## Start
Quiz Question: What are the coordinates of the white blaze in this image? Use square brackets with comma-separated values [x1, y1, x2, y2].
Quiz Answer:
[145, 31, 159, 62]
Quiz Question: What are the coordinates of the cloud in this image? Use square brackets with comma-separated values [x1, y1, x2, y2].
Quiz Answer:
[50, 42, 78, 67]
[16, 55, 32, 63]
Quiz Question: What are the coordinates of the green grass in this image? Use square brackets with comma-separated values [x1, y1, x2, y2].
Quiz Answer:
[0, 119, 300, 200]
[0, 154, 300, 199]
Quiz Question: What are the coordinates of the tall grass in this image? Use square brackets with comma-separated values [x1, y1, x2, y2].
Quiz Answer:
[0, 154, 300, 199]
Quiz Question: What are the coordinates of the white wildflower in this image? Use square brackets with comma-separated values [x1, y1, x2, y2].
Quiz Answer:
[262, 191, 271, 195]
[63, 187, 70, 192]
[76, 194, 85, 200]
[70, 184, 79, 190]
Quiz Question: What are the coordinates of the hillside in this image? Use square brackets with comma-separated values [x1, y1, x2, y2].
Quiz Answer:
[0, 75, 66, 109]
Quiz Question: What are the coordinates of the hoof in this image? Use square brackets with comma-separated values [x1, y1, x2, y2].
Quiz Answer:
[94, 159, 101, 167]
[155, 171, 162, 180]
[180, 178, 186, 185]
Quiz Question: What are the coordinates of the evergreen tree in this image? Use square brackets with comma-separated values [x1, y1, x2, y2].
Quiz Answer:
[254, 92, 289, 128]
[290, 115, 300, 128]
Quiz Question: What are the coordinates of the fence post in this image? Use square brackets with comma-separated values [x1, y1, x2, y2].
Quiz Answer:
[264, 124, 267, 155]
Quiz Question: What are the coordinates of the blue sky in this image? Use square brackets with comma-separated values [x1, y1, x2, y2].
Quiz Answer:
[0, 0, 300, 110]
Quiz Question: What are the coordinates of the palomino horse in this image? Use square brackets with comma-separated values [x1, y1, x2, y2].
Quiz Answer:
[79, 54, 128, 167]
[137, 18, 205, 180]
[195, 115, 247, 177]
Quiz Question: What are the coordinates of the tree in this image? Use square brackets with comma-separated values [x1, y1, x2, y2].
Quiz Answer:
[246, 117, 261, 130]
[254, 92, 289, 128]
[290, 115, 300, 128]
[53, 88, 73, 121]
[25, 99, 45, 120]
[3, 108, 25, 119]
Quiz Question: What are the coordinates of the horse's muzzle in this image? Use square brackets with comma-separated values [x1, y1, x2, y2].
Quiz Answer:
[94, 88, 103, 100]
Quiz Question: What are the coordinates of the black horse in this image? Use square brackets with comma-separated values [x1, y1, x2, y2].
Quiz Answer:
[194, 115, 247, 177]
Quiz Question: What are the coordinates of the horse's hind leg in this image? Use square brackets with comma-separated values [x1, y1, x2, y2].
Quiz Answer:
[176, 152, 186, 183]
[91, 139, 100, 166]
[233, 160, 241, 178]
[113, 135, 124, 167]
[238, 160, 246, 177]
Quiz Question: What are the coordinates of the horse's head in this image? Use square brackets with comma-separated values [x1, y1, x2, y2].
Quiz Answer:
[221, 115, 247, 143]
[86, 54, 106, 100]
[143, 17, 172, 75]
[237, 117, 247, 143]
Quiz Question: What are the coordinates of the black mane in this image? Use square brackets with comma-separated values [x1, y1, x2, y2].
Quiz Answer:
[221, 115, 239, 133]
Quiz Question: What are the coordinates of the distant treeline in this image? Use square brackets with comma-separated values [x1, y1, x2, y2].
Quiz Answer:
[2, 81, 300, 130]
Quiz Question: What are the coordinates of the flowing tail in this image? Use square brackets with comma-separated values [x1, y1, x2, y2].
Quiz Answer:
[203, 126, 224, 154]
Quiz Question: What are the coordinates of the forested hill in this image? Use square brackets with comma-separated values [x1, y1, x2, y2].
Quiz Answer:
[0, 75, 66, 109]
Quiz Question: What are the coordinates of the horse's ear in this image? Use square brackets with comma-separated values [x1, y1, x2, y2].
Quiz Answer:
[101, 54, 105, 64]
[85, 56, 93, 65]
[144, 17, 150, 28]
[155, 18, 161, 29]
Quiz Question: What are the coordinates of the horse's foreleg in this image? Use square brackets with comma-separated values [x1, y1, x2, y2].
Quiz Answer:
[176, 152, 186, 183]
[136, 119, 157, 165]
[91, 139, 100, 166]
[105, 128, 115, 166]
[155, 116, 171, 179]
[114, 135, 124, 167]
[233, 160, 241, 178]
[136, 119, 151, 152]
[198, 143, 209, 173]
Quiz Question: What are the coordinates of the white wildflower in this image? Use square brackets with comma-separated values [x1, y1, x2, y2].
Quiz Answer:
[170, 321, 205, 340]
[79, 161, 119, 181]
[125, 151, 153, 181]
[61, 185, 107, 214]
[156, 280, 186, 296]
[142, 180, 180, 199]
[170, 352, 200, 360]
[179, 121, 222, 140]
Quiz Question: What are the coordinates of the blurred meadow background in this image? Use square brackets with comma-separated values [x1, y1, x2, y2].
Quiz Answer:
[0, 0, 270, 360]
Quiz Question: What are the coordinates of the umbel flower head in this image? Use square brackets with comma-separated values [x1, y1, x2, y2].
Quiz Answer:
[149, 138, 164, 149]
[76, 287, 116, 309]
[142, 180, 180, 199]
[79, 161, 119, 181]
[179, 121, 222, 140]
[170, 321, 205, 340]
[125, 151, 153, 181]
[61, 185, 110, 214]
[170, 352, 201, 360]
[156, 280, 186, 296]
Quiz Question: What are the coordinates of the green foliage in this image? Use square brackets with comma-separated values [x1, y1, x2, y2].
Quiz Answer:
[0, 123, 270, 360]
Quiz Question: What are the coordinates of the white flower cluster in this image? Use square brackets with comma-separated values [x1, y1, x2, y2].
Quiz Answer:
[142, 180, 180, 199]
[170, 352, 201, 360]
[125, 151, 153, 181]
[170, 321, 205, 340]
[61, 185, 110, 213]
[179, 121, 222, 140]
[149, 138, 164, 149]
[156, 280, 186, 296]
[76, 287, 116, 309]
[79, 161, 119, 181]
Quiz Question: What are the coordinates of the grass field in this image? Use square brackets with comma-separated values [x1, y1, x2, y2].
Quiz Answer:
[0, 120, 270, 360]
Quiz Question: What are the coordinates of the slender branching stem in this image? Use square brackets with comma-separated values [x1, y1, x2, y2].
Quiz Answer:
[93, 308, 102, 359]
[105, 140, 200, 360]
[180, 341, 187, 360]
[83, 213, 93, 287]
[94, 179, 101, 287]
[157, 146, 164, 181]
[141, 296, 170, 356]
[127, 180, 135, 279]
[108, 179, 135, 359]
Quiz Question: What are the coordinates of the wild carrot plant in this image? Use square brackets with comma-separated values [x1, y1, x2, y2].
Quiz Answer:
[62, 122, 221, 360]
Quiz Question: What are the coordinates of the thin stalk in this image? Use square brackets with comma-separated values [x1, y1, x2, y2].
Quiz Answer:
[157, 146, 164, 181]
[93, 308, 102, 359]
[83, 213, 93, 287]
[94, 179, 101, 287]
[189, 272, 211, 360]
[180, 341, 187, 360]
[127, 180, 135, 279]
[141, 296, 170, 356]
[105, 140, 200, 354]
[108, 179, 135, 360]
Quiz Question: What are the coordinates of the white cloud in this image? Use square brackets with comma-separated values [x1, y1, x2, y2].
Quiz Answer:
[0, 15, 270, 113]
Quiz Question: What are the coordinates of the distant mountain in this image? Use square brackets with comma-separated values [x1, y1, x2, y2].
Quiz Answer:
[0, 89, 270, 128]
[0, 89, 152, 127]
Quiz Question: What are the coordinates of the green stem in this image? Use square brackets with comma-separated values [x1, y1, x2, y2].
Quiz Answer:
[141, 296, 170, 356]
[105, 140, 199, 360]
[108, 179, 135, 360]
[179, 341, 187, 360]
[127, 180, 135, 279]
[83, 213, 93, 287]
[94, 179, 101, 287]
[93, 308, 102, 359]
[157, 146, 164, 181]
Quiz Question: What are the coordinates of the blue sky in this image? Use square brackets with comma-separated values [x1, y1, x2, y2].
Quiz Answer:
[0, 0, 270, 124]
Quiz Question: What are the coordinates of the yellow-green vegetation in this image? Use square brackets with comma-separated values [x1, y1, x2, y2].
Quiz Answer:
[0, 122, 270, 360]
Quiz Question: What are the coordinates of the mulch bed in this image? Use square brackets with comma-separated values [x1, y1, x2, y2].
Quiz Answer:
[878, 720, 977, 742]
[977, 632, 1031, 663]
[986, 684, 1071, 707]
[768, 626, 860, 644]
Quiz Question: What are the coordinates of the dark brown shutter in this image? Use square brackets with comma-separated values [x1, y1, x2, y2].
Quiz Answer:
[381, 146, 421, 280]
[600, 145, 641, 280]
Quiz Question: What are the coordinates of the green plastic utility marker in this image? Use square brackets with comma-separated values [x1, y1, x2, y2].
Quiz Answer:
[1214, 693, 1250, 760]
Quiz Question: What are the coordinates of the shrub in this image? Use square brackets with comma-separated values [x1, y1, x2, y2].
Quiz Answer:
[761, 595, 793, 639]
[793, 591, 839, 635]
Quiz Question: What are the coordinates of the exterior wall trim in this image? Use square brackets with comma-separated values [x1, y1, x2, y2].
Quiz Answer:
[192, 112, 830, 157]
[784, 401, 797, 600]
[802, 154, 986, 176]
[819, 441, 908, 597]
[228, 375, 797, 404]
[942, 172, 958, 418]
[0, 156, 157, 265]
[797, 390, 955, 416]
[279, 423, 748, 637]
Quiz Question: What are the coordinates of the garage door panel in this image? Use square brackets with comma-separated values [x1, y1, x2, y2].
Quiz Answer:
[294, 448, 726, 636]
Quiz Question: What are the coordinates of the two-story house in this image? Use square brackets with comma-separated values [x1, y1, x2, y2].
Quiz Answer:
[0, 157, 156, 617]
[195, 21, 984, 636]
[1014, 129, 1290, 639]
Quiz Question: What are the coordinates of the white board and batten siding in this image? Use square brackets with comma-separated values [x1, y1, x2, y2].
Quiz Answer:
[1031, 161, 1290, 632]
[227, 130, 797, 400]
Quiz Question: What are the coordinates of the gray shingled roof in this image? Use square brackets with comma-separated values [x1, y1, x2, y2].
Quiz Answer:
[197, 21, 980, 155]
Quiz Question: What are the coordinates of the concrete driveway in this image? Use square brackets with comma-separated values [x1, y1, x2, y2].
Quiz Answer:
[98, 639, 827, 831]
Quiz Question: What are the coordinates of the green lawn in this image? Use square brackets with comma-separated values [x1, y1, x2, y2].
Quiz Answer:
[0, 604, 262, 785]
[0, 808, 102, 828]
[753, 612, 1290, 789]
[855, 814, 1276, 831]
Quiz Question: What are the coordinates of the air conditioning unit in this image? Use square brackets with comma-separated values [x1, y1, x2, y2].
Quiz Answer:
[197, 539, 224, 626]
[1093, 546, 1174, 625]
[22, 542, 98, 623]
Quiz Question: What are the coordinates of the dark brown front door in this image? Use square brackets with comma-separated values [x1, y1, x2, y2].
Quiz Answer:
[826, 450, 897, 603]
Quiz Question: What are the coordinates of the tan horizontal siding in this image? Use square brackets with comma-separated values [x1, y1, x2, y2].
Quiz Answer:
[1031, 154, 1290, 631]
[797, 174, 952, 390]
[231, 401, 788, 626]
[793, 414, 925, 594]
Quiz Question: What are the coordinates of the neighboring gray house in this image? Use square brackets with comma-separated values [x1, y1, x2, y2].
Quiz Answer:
## End
**Do this**
Copy the records from the line that has "Quiz Question: What are the coordinates of the yellow-green" through the line that has "[294, 448, 726, 636]", changing "mulch bed" to "flower bed" and leaving everything else as it stands.

**Response**
Quiz Question: What are the coordinates of the yellow-green vegetation in this image? Use square brackets with comma-separated values [x1, y1, x2, y2].
Quiz Answer:
[0, 122, 270, 360]
Quiz Question: What are the coordinates of the flower bed in this image? Use square brackets with comma-separated values [x1, y1, x2, y2].
Quiz Answer:
[878, 720, 977, 742]
[977, 632, 1031, 663]
[986, 684, 1071, 707]
[768, 626, 860, 644]
Quiz Question: What are the coordinates of the dark brown shutter in this image? Use square brackets with comma-separated values [x1, y1, x2, y2].
Quiz Answer:
[381, 146, 421, 280]
[600, 145, 641, 280]
Quiz Question: What are the coordinates of the green plastic utility marker in this image? Use square brackets with comma-separated values [x1, y1, x2, y2].
Quiz Answer:
[1214, 693, 1250, 760]
Quiz Question: What are the coordinates of the shrub in this image? Use square brackets with comma-separated values [x1, y1, x2, y2].
Quiz Answer:
[761, 595, 793, 639]
[793, 591, 839, 635]
Quiz Question: What are the coordinates of the exterior wall trim in this image? Use square brackets with comma-separated values [x1, y1, x2, y2].
Quiz Answer:
[192, 112, 830, 157]
[784, 401, 797, 600]
[802, 154, 986, 176]
[819, 441, 908, 597]
[228, 375, 797, 404]
[942, 172, 958, 418]
[0, 156, 157, 265]
[797, 390, 955, 416]
[279, 423, 748, 637]
Quiz Question: What are the coordinates of the garage door panel in this image? Use square brackets with comma-separated values [x1, y1, x2, y2].
Quiz Answer:
[294, 448, 726, 636]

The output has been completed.